## Dokumentauszug
....................

# WoW Mist of Pandaria mit PaySafeCard



## TheGamerzZ (17. Dezember 2012)

Hallo,
Ich wollte mir gerade WoW Mist of Pandaria mit meinen beiden PaySafeCards mit einen Wert von jeweils 20€ holen. Dabei sehe ich das man in Deutschland nicht 2 Codes kombinieren kann warum auch immer. Da das Spiel knapp 22€ kostet und ich nur 2x 20er Cards habe bin ich also am Arsch auf Deutsch gesagt... Gibt es Shops die das für vllt 19€ anbieten oder was gibt es da für Möglichkeiten?? Wollte mir bei RandyRun.de holen.


----------



## Metalic (17. Dezember 2012)

Ist glaube ich noch nicht so lange her, dass das geändert wurde. Kannst also keine mehreren Karten mehr kombinieren. Auch Restguthaben wird so schwer zu verbrauchen.

EDIT: Hier ist der Beitrag darüber http://extreme.pcgameshardware.de/user-news/247691-paysafecard-nutzlos.html


----------



## Robonator (17. Dezember 2012)

Evtl. findste hier was 
GameKeyFinder.de HOT GAMES | Preisvergleich CD-Keys & Gamecards - key kaufen, Steam, Origin, download, günstig, billig


----------



## TheGamerzZ (17. Dezember 2012)

....................

[Einträge des Datensatzes]
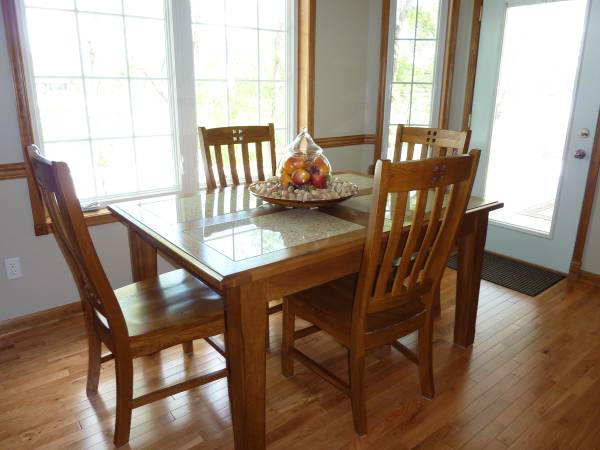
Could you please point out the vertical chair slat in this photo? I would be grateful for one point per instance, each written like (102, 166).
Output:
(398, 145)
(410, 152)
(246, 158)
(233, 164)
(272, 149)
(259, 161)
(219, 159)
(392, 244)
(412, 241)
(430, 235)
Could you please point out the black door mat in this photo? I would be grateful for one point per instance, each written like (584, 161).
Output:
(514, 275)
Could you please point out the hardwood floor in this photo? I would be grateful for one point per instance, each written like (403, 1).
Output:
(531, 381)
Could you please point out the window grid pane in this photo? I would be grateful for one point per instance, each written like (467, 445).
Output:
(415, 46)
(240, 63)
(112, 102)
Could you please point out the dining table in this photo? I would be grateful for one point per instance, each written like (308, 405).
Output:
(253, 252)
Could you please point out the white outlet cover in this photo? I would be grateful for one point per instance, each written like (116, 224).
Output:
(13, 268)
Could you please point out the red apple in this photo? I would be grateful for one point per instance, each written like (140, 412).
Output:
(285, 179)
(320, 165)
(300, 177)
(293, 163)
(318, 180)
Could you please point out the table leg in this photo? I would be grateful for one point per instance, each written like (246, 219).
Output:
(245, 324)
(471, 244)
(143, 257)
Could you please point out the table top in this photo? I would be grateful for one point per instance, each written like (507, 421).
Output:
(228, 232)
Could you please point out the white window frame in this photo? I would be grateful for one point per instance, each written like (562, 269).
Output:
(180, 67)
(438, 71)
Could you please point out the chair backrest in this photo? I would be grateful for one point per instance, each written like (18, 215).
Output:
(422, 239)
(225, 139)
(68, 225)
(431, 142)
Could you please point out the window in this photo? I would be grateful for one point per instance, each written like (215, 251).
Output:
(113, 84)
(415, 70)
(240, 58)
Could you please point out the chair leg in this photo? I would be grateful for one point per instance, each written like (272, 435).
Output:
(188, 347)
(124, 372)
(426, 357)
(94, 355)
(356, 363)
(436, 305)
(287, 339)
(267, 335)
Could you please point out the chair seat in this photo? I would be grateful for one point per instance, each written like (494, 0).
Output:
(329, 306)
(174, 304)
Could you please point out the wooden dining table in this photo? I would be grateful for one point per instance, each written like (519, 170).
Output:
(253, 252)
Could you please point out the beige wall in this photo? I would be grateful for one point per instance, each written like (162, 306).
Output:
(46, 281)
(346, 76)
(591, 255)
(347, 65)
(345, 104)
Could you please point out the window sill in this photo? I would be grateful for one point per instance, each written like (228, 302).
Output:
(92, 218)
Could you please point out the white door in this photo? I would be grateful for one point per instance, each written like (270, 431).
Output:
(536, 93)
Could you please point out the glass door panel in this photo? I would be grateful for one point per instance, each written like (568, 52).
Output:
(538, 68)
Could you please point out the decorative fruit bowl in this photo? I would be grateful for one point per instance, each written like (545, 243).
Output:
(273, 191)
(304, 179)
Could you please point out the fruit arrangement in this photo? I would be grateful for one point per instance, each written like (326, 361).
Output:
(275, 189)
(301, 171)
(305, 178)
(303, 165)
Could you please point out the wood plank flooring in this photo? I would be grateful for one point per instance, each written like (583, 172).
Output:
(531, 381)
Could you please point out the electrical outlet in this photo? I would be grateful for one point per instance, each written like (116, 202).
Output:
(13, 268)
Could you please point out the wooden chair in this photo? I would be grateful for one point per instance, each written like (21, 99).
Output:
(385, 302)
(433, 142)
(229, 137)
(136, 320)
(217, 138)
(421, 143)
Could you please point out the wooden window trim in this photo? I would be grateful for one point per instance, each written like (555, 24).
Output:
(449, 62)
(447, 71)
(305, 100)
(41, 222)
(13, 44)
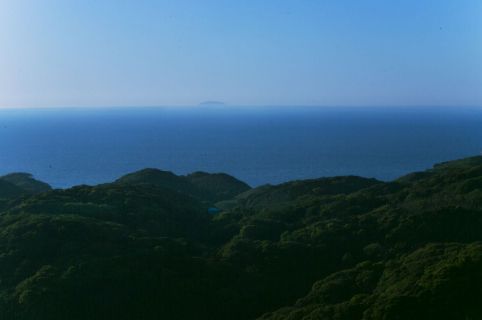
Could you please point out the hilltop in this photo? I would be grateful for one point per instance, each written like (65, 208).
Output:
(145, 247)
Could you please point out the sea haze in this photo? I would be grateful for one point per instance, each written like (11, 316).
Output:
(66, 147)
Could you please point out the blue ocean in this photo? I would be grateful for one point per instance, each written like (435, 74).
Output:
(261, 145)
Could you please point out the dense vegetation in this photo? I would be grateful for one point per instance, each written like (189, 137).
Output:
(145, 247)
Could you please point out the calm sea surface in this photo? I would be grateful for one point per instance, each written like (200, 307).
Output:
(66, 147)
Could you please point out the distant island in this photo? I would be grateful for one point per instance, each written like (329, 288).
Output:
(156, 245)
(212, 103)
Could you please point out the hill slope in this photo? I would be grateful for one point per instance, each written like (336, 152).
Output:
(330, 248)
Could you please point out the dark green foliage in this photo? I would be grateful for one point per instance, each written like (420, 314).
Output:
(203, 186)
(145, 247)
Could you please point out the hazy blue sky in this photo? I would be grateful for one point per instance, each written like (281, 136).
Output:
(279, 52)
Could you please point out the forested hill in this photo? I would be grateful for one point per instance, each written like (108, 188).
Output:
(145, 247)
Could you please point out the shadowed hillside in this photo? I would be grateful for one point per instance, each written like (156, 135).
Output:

....................

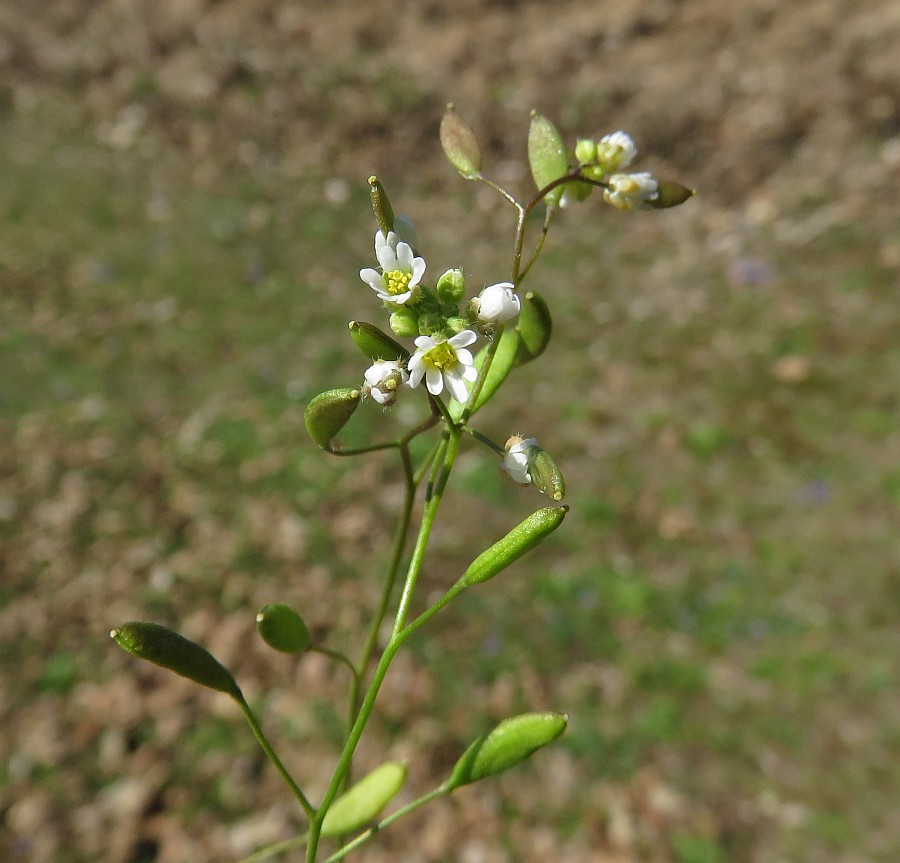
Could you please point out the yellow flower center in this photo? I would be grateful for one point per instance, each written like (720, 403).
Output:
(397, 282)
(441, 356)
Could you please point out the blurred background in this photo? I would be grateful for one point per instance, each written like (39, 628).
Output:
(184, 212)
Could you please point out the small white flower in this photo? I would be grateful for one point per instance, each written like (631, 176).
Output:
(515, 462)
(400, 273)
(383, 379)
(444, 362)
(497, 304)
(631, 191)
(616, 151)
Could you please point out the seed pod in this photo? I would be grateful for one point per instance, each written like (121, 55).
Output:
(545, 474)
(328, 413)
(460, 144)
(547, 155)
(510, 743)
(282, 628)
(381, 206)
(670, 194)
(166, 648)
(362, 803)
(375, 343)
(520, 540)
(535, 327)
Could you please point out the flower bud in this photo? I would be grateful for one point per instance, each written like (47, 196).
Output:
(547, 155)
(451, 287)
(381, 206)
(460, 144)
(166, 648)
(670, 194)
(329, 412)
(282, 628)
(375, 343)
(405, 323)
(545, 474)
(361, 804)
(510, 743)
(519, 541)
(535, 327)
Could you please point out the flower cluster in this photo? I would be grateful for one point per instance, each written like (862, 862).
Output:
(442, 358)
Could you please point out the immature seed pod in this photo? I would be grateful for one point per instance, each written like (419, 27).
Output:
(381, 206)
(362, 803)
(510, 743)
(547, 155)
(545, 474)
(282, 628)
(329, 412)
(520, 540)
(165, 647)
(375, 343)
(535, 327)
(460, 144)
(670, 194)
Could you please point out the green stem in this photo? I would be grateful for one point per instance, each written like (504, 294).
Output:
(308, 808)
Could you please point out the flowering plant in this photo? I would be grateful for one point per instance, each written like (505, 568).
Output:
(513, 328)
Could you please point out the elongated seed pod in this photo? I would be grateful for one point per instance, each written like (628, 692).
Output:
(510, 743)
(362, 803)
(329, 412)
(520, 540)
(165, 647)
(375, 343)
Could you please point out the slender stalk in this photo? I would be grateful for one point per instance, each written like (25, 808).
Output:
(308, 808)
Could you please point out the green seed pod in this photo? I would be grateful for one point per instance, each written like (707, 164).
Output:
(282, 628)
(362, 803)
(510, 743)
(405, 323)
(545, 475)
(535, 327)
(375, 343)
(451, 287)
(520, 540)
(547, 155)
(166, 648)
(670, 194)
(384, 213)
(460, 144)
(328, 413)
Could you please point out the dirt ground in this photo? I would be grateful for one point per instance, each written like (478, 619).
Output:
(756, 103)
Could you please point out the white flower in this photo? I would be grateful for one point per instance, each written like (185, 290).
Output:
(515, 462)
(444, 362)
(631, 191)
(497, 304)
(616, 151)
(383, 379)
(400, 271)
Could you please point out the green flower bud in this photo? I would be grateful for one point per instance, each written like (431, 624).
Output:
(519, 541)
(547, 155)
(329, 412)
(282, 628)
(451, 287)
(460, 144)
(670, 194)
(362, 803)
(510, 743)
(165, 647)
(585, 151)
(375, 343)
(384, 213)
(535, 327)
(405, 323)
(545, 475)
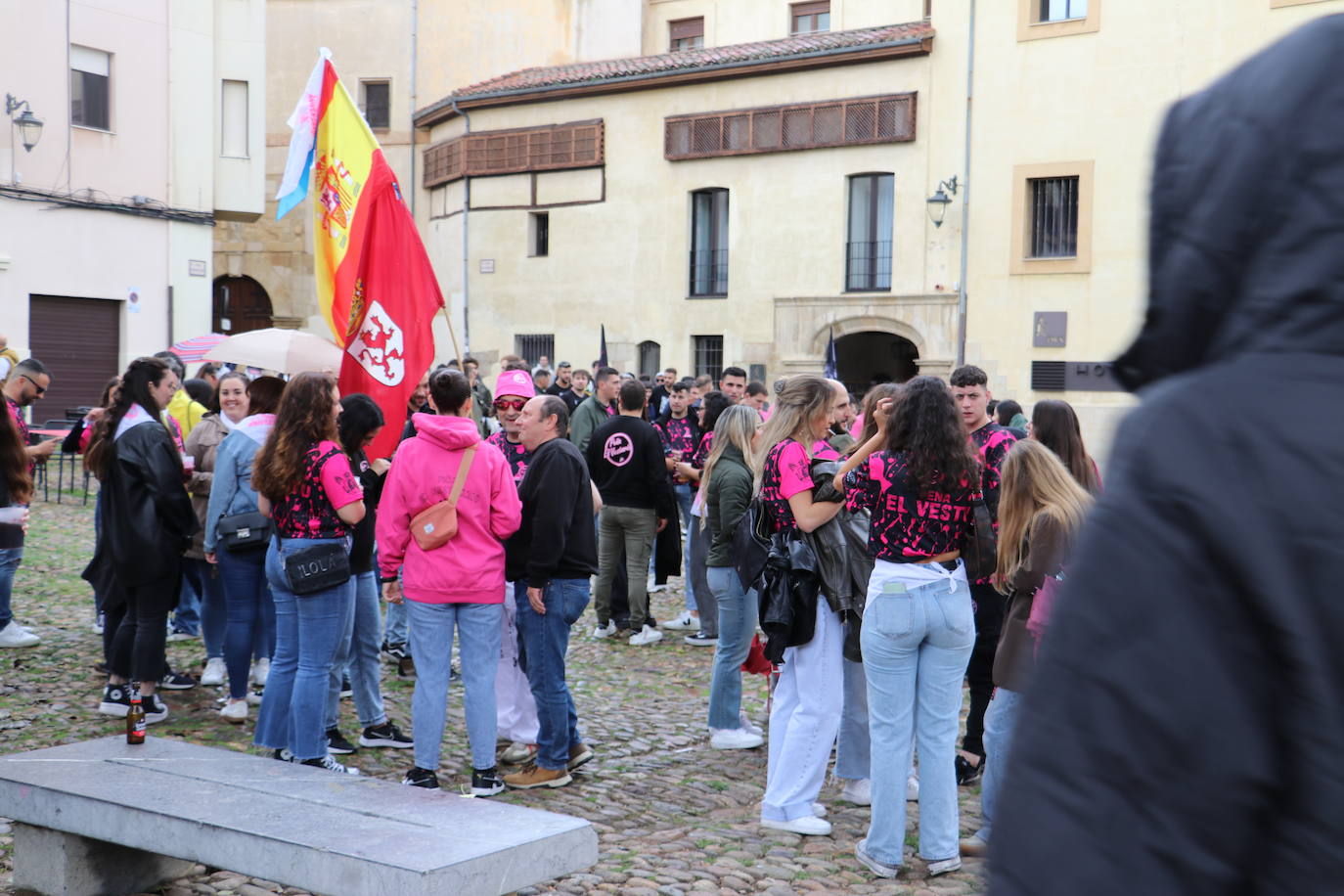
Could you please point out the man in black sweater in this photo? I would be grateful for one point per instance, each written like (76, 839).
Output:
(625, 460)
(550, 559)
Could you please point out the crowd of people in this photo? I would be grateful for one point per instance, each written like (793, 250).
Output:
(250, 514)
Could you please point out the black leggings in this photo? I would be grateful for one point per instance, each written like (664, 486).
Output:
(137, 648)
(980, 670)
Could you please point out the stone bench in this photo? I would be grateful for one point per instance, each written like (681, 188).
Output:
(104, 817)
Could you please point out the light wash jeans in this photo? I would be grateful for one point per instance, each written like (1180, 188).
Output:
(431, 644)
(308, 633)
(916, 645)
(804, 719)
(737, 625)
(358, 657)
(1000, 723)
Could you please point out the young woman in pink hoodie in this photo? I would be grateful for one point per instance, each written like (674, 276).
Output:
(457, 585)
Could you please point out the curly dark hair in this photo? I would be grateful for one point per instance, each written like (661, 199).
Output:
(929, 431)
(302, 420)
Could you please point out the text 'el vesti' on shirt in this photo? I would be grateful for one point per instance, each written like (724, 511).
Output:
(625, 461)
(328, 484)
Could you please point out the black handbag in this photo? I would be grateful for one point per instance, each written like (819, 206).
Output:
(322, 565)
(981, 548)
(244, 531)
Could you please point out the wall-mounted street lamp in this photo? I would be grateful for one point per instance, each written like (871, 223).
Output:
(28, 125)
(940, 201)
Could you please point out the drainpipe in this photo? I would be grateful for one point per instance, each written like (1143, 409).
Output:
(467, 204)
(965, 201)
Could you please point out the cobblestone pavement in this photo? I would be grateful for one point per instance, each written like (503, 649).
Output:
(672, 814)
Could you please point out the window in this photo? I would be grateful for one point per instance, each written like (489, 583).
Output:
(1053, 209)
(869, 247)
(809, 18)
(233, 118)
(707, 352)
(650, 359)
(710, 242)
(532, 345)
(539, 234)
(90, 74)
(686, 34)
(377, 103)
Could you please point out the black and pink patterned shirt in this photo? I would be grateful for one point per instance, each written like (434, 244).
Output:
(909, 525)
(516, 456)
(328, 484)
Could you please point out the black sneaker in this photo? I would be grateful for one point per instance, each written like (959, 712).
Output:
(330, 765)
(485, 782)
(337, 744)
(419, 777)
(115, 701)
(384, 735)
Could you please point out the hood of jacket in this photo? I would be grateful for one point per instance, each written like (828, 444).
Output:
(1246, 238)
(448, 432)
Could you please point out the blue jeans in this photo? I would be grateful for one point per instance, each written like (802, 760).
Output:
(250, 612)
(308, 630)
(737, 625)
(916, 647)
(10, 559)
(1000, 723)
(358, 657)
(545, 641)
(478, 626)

....................

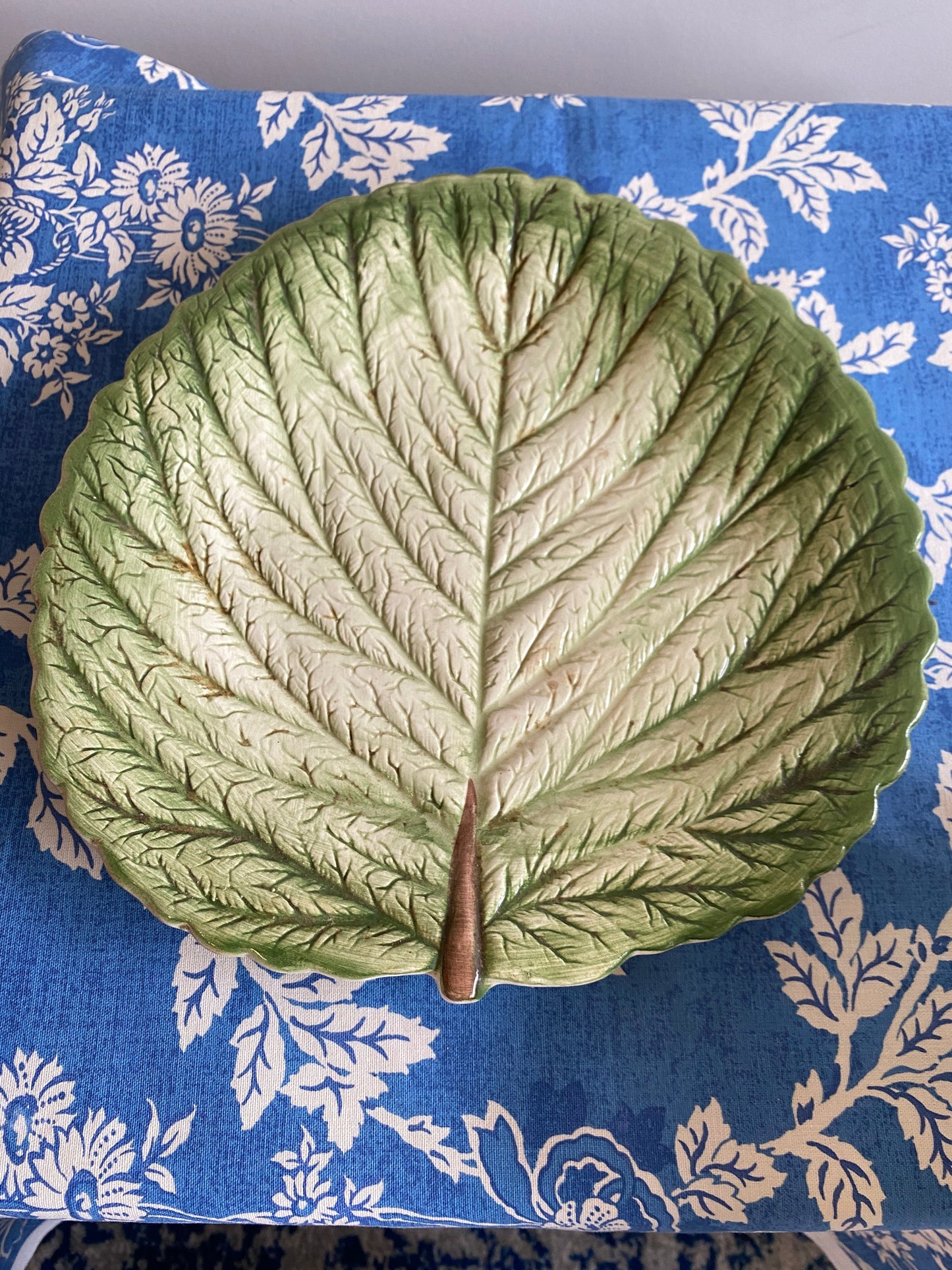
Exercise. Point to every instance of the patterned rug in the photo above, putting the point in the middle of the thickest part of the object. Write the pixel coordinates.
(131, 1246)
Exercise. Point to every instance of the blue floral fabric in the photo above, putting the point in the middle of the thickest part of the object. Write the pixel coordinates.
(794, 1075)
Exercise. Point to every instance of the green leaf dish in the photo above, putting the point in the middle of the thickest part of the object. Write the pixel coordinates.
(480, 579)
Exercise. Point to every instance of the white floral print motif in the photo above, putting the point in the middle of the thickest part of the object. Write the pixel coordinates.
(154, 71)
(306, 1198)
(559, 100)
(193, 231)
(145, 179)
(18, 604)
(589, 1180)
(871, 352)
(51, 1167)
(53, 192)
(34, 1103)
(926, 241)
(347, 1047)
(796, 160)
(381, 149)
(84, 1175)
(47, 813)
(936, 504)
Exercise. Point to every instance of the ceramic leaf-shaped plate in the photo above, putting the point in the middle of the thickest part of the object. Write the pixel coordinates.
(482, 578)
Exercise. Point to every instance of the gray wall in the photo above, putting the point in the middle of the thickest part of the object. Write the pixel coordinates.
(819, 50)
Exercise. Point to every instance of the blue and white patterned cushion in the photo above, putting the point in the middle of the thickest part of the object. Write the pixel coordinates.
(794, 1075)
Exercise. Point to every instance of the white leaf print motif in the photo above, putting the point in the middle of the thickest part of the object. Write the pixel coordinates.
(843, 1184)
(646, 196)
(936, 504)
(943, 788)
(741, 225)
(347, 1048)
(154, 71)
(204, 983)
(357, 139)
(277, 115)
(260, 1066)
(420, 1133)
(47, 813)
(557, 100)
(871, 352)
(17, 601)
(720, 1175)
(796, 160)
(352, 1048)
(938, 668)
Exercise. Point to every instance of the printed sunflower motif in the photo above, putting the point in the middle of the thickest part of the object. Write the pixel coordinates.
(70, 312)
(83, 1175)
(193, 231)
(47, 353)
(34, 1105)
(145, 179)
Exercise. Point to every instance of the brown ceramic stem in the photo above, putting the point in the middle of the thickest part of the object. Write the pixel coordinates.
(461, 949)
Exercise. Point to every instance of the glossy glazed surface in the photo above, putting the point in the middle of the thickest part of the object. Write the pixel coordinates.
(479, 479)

....................

## Zu bearbeitende Aufgaben
a. Gib aus dem Forenthread zu WoW und PaySafeCard den Abschnitt wortgetreu aus, beginnend bei „## Metalic (17.“ und endend bei „Robonator (17. Dezember 2012)“.
b. Setze bitte den Forenthread zu WoW und PaySafeCard fort, anschließend an seine letzte Zeile.
Das Material ist eigenständig und gehört nicht zum Forenthread.

## Antworten
a.
## Metalic (17. Dezember 2012)

Ist glaube ich noch nicht so lange her, dass das geändert wurde. Kannst also keine mehreren Karten mehr kombinieren. Auch Restguthaben wird so schwer zu verbrauchen.

EDIT: Hier ist der Beitrag darüber http://extreme.pcgameshardware.de/user-news/247691-paysafecard-nutzlos.html


----------



## Robonator (17. Dezember 2012)

b.
Robonator schrieb:


> Evtl. findste hier was
> GameKeyFinder.de HOT GAMES | Preisvergleich CD-Keys & Gamecards - key kaufen, Steam, Origin, download, günstig, billig


 
Da gibt es zwar Shops die das für 19,99 Anbieten, aber das PaySafeCard eine gebühr von 6,5% hat komme ich trotzdem immer knapp über 20€ -.-'

Edit: Kennt jemand vllt eine Zahlungsmöglichkeit wo man sich anmelden kann und dann sein Konto mit PaySafeCards aufladen kann? So wie bei Steam?


----------



## evolution (17. Dezember 2012)

Email schreiben und fragen, ob sies dir auch für 20€ verkaufen da du nur 2 20er Paysafecards hast.

Sind auch nur Menschen und keine Roboter, ich bekomm praktisch fast immer Rabatt, egal wo und was ich kaufe. Man muss nur fragen ...

Wenn ich mir ausrechne, was ich mir an Geld dadurch schon erspart habe


----------



## Blacky1212 (17. Dezember 2012)

Hmmm
Habe gerade geguckt Blizzard unterstützt es leider auch nicht.
WoW Key / Gamecard - WoW Gold, World of Warcraft Gold kaufen, WoW Powerleveling - MMOGA schaue mal dort.


----------



## TheGamerzZ (17. Dezember 2012)

evolution schrieb:


> Email schreiben und fragen, ob sies dir auch für 20€ verkaufen da du nur 2 20er Paysafecards hast.
> 
> Sind auch nur Menschen und keine Roboter, ich bekomm praktisch fast immer Rabatt, egal wo und was ich kaufe. Man muss nur fragen ...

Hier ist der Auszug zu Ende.